= BRIEF =
Each record that comes next should be output exactly; pictures do not belong in the copy.

= Referring expression data =
#####
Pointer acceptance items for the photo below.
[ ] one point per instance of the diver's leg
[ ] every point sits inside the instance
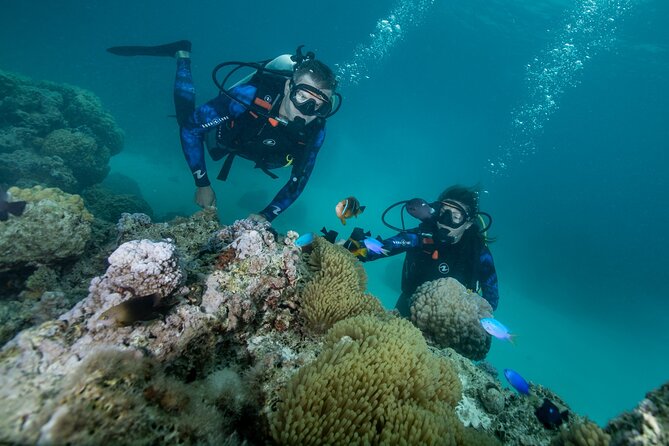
(166, 50)
(184, 90)
(403, 304)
#####
= EXERCISE RESULT =
Pointer acceptance items for the photo below.
[ ] one point per instance of the diver's leg
[ ] every point sits inside the instance
(166, 50)
(184, 90)
(403, 304)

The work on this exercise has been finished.